◆ Texto proporcionado ◆
Mientras en Francia críticos como Roland Barthes proclamaban la “muerte del autor” (1994 [1968]) o figuras como Michel Foucault se cuestionaban por su función en el orden del discurso (2014 [1969]), durante la década de 1960 en México se convocaba a un acontecimiento literario sin precedentes, que colocaba al autor en el centro de la vida pública y cultural. Fue en 1965 que el Instituto Nacional de Bellas Artes organizó el primero de los tres ciclos de conferencias titulados “Los narradores ante el público”. En términos generales, la tarea consistía en que los autores convocados expusieran de forma sucinta su relato de vida y, en la segunda mitad de su presentación, compartieran un breve adelanto de su trabajo con el público asistente de la Sala Manuel M. Ponce del Palacio de Bellas Artes.
El proyecto, gestado por Antonio Acevedo Escobedo, jefe en ese entonces del Departamento de Literatura, contó con la participación de escritores como Juan Rulfo, Juan José Arreola, Amparo Dávila, Inés Arredondo, Juan Vicente Melo, José Emilio Pacheco y Carlos Fuentes, tan solo por mencionar algunos nombres. Y fue, precisamente, durante el primer ciclo, compilado en un libro al año siguiente por la editorial Joaquín Mortiz, que Rosario Castellanos se presentó, un 22 de julio de 1965.
Para entonces, Castellanos contaba ya con una larga carrera, tanto en narrativa como en poesía y ensayo, desde su debut con Trayectoria del polvo (1948) hasta títulos hoy clásicos como Balún-Canán (1957), Oficio de tinieblas (1962) y Los convidados de agosto (1964). Eso sin mencionar que Castellanos ya era una firma reconocida con una extensa y prolífica obra dispersa en las distintas revistas y suplementos culturales de la época, de los cuales fue colaboradora regular.
Asimismo, durante los mismos años, críticos como Emmanuel Carballo la señalaban como una de las escritoras mexicanas más influyentes del momento: “Consagrada profesionalmente a las letras, Rosario Castellanos demuestra que la inspiración y el talento se complementan con la paciencia y el trabajo” (2003 [1965]: 499). De tal forma, podemos aseverar que la Rosario Castellanos que se presentó en aquella sala del Palacio de Bellas Artes se encontraba en una suerte de proceso de consagración, lo que suponía no solamente el reconocimiento del público y de los lectores, sino también su legitimación como escritora ante sus colegas narradores, críticos literarios y demás agentes que integraban el campo cultural de aquel entonces.
Resulta importante entender las circunstancias en las cuales se encontraba Rosario Castellanos, en la medida en la que la escritura autobiográfica siempre se halla sujeta a las condiciones del presente de enunciación del yo. No es lo mismo contar la propia vida cuando se es joven y no se tiene una larga trayectoria, que cuando se tiene ya el prestigio y el reconocimiento suficientes, validados incluso por las instituciones oficiales.

◆ Datos proporcionados ◆
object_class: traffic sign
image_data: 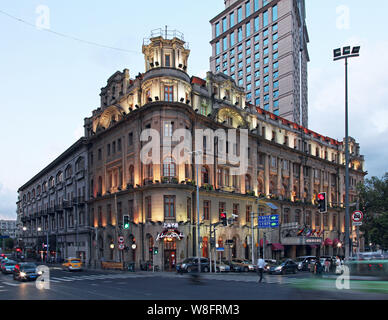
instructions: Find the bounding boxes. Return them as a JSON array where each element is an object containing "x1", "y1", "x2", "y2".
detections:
[{"x1": 352, "y1": 210, "x2": 364, "y2": 222}]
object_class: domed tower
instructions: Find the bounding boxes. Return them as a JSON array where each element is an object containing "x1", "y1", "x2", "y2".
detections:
[{"x1": 141, "y1": 27, "x2": 191, "y2": 105}]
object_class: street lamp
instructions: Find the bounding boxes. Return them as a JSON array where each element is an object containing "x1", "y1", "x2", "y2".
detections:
[
  {"x1": 188, "y1": 150, "x2": 203, "y2": 272},
  {"x1": 334, "y1": 46, "x2": 360, "y2": 259}
]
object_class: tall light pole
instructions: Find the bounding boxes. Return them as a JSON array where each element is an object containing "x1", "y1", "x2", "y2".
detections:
[
  {"x1": 334, "y1": 46, "x2": 360, "y2": 259},
  {"x1": 188, "y1": 150, "x2": 203, "y2": 272}
]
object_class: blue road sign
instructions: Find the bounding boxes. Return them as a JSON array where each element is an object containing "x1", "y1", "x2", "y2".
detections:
[{"x1": 259, "y1": 214, "x2": 279, "y2": 229}]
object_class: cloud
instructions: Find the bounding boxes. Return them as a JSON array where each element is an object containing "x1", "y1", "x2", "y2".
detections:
[{"x1": 309, "y1": 38, "x2": 388, "y2": 177}]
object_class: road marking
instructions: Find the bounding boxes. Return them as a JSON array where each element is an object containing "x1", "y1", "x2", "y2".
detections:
[
  {"x1": 51, "y1": 277, "x2": 73, "y2": 281},
  {"x1": 3, "y1": 281, "x2": 20, "y2": 287}
]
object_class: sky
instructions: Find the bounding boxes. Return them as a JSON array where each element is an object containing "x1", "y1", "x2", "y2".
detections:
[{"x1": 0, "y1": 0, "x2": 388, "y2": 219}]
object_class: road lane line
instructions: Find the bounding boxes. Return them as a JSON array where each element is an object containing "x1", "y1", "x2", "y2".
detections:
[{"x1": 3, "y1": 281, "x2": 20, "y2": 287}]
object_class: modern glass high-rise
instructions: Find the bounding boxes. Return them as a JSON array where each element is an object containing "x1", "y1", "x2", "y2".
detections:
[{"x1": 210, "y1": 0, "x2": 309, "y2": 128}]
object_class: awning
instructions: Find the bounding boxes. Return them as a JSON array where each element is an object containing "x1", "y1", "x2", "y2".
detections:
[
  {"x1": 272, "y1": 243, "x2": 284, "y2": 251},
  {"x1": 260, "y1": 239, "x2": 268, "y2": 248},
  {"x1": 324, "y1": 238, "x2": 333, "y2": 246}
]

◆ Comprueba tu comprensión ◆
1 > Contesta estas preguntas sobre el texto:
(a) ¿Qué institución organizó en 1965 el primer ciclo de conferencias "Los narradores ante el público"?
(b) ¿Qué editorial compiló el primer ciclo en un libro al año siguiente?
(c) ¿Con qué obra debutó Castellanos y en qué año?
2 > Reproduce del texto el fragmento que abre con las palabras que contienen "Mientras en Francia" y cierra con "de Bellas Artes.".
3 > Indica si cada afirmación concuerda con el texto. Responde sí o no y cita las palabras que lo deciden:
(a) Rosario Castellanos se presentó durante el segundo ciclo de conferencias.
(b) El proyecto fue gestado por Antonio Acevedo Escobedo.
(c) Emmanuel Carballo consideraba a Castellanos una escritora de escasa influencia.
Responde apoyándote solo en el texto.

◆ Respuestas por tarea ◆
1 >
(a) El Instituto Nacional de Bellas Artes.
(b) La editorial Joaquín Mortiz.
(c) Con Trayectoria del polvo, en 1948.

2 >
Mientras en Francia críticos como Roland Barthes proclamaban la “muerte del autor” (1994 [1968]) o figuras como Michel Foucault se cuestionaban por su función en el orden del discurso (2014 [1969]), durante la década de 1960 en México se convocaba a un acontecimiento literario sin precedentes, que colocaba al autor en el centro de la vida pública y cultural. Fue en 1965 que el Instituto Nacional de Bellas Artes organizó el primero de los tres ciclos de conferencias titulados “Los narradores ante el público”. En términos generales, la tarea consistía en que los autores convocados expusieran de forma sucinta su relato de vida y, en la segunda mitad de su presentación, compartieran un breve adelanto de su trabajo con el público asistente de la Sala Manuel M. Ponce del Palacio de Bellas Artes.

3 >
(a) No: "fue, precisamente, durante el primer ciclo, compilado en un libro al año siguiente por la editorial Joaquín Mortiz, que Rosario Castellanos se presentó, un 22 de julio de 1965".
(b) Sí: "El proyecto, gestado por Antonio Acevedo Escobedo, jefe en ese entonces del Departamento de Literatura".
(c) No: "críticos como Emmanuel Carballo la señalaban como una de las escritoras mexicanas más influyentes del momento".